Problem:
Could you return all of the listing below exactly, please?
>>>>
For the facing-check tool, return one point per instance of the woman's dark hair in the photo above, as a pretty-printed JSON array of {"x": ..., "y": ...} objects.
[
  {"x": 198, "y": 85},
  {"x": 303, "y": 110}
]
<<<<
Task response:
For the facing-check tool, return one point per instance of the woman's dark hair in the photo above, as a pretty-printed JSON array of {"x": ..., "y": ...} objects.
[
  {"x": 198, "y": 85},
  {"x": 303, "y": 110}
]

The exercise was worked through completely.